Endogenous factors - Atopy
Atopy is an inherited predisposition which causes a tendency to suffer from one or more of the following “atopic diseases”: allergic asthma, allergic rhino-conjunctivitis and atopic dermatitis. The diagnosis of “atopy” is not based on one single distinctive clinical feature or laboratory test, but rather results from a combination of patient and family history and clinical findings. These features include:
- Family and patient history with regard to eczema, allergic rhinitis and allergic asthma
- Patient history with regard to milk crust, sweat-induced pruritus, intolerance of certain cloth fabrics or metals, photophobia
- Present or past clinical findings such as xerosis cutis, ear fissures/ eczema, dyshidrosis or dyshidrotic hand eczema, pityriasis alba, atopic winter feet, nipple eczema, angular cheilitis
- Atopic stigmata such as palmar hyperlinearity, Hertoghe’s sign, “dirty neck”, keratosis pilaris
- White dermographism, acrocyanosis
- Laboratory tests such as total IgE, phadiatop
As mentioned above, atopy may lead to the eczematous disease “atopic dermatitis”. It may also facilitate the development of irritant contact dermatitis.
Genetics of atopic dermatitis
The risk for AD is doubled in children whose father or mother have a history of atopy and it is more than 50% if both parents have at least one atopic disease. Interestingly AD is rather associated with maternal than paternal atopy. Several genes are suspected to be linked to AD such as 5q31-33 with a cluster of cytokine genes.

━━━━

[Tasks for this exercise]
1 – Reproduce the stretch of the atopy passage from "Genetics of atopic" through "of cytokine genes.", word for word.
2 – According to the atopy passage, is atopic dermatitis more closely associated with maternal or paternal atopy?

Natural-language object grounding data
━━━━

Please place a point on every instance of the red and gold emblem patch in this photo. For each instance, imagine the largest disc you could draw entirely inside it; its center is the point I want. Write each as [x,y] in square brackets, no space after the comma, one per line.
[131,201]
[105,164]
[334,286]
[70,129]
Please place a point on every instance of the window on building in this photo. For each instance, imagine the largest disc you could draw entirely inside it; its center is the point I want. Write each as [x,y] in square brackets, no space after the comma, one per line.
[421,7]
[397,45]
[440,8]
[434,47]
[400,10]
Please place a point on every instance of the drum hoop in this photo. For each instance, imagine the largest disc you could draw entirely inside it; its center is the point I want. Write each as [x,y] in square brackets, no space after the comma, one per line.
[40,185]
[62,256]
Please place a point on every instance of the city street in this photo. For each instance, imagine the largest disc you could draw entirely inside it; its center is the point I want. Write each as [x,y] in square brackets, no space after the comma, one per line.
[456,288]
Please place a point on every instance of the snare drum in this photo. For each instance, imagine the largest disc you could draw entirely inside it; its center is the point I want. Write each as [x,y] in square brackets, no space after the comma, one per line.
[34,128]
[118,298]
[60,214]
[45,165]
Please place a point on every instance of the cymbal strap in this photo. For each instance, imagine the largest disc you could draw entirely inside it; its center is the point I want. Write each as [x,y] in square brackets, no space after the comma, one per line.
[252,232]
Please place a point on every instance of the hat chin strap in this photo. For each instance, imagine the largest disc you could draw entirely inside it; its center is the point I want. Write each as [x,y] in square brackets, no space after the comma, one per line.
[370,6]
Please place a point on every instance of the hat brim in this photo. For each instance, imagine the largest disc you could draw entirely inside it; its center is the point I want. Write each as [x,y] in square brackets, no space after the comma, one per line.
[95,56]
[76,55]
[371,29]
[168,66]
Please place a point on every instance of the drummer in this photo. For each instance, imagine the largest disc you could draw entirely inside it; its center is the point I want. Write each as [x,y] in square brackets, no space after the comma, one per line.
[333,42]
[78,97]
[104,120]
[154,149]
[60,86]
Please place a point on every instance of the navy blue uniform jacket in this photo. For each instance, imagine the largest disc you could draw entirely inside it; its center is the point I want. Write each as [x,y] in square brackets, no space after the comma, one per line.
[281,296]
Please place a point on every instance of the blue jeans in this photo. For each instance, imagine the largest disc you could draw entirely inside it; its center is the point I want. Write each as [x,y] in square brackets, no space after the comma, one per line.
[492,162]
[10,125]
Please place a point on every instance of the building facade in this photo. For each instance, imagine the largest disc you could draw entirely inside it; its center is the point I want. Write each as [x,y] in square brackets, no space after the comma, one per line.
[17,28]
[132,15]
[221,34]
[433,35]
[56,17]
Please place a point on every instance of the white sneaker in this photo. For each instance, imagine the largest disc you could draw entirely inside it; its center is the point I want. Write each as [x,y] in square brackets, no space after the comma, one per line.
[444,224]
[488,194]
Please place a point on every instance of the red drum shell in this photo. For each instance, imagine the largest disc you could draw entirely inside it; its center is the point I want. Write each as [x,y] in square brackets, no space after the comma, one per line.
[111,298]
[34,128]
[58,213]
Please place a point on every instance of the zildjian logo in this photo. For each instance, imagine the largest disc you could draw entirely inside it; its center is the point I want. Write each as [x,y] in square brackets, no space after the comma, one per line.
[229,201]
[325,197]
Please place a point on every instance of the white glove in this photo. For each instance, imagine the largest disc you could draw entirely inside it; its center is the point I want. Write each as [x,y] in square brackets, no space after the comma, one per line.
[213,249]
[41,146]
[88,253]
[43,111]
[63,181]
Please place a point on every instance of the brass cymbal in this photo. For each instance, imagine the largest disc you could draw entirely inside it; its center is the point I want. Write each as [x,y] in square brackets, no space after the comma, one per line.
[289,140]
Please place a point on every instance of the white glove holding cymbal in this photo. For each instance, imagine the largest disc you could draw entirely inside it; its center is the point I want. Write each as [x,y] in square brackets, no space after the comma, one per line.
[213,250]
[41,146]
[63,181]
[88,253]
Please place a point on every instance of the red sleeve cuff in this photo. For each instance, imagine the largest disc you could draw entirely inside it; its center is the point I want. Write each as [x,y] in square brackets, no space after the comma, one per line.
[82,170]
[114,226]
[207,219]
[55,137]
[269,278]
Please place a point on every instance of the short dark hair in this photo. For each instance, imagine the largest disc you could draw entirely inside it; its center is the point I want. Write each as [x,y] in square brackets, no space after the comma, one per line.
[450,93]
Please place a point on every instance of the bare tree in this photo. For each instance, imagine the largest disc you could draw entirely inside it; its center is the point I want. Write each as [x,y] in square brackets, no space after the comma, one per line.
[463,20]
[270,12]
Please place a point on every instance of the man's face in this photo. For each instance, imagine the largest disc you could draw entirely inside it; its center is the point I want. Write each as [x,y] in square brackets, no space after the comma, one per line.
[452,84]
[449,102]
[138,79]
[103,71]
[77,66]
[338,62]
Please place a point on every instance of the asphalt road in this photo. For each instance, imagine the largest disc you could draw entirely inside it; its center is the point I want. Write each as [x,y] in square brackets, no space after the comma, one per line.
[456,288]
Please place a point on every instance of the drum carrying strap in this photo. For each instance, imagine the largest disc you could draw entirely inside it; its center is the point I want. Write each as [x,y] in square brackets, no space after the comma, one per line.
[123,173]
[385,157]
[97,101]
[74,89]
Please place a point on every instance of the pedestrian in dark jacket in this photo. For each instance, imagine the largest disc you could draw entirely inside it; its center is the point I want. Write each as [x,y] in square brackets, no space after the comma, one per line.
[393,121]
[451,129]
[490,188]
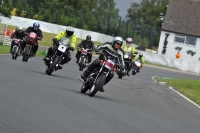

━━━━

[Responses by item number]
1 –
Genetics of atopic dermatitis
The risk for AD is doubled in children whose father or mother have a history of atopy and it is more than 50% if both parents have at least one atopic disease. Interestingly AD is rather associated with maternal than paternal atopy. Several genes are suspected to be linked to AD such as 5q31-33 with a cluster of cytokine genes.

2 – Atopic dermatitis is more closely associated with maternal atopy than with paternal atopy.